- [Task requirements]: Lay out the lines below as a Markdown table with the columns No. and Line, starting at the line containing "Where can you find the white pitch" and ending at the line containing "<point>1132,712</point>". Number each row, skip any blank lines, and include nothing outside that range.

- [Task inputs]:
>>>
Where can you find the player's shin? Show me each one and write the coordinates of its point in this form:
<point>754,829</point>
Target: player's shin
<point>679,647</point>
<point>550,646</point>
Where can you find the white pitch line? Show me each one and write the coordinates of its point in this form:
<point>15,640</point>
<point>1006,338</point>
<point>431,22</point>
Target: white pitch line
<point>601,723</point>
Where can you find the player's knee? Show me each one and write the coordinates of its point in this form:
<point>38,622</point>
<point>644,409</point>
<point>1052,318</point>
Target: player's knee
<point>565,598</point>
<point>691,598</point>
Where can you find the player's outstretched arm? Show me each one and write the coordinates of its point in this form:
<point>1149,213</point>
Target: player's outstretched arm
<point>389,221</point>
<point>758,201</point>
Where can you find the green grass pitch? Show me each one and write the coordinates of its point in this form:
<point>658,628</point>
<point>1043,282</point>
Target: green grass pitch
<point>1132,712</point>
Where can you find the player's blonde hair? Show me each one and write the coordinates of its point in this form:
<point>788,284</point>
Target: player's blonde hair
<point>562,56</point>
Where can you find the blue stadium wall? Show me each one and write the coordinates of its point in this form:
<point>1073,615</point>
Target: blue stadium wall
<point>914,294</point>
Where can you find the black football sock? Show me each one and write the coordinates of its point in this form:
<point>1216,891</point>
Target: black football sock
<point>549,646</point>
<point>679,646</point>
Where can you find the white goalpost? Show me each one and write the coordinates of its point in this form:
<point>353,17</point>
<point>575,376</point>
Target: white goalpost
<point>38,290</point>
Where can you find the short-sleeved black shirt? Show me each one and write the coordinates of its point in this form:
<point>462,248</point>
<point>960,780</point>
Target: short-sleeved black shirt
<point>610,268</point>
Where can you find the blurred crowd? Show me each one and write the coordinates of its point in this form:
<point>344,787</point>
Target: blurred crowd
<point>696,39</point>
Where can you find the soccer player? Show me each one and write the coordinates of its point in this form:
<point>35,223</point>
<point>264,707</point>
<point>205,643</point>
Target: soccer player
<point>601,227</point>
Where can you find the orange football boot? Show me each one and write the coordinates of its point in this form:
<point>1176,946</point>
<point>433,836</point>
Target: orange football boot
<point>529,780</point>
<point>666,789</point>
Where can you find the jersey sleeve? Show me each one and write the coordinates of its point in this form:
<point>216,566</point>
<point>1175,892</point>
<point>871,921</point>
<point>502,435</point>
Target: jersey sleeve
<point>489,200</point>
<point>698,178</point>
<<<
- [Exercise answer]:
| No. | Line |
|---|---|
| 1 | Where can you find the white pitch line? Show me each one and write the coordinates of its point in this form: |
| 2 | <point>15,640</point> |
| 3 | <point>1006,338</point> |
| 4 | <point>431,22</point> |
| 5 | Target: white pitch line |
| 6 | <point>601,723</point> |
| 7 | Where can you find the player's knee? Show me each one and write the coordinates of its point in this form: |
| 8 | <point>38,622</point> |
| 9 | <point>644,409</point> |
| 10 | <point>1052,318</point> |
| 11 | Target: player's knee |
| 12 | <point>565,598</point> |
| 13 | <point>691,598</point> |
| 14 | Where can you find the player's outstretched arm? Show me each one and write the coordinates of its point in this form: |
| 15 | <point>1149,213</point> |
| 16 | Target: player's outstretched arm |
| 17 | <point>389,221</point> |
| 18 | <point>758,201</point> |
| 19 | Where can you find the green grass pitch? Show me each one and write the coordinates of its point in this form: |
| 20 | <point>658,628</point> |
| 21 | <point>1043,282</point> |
| 22 | Target: green grass pitch |
| 23 | <point>1132,712</point> |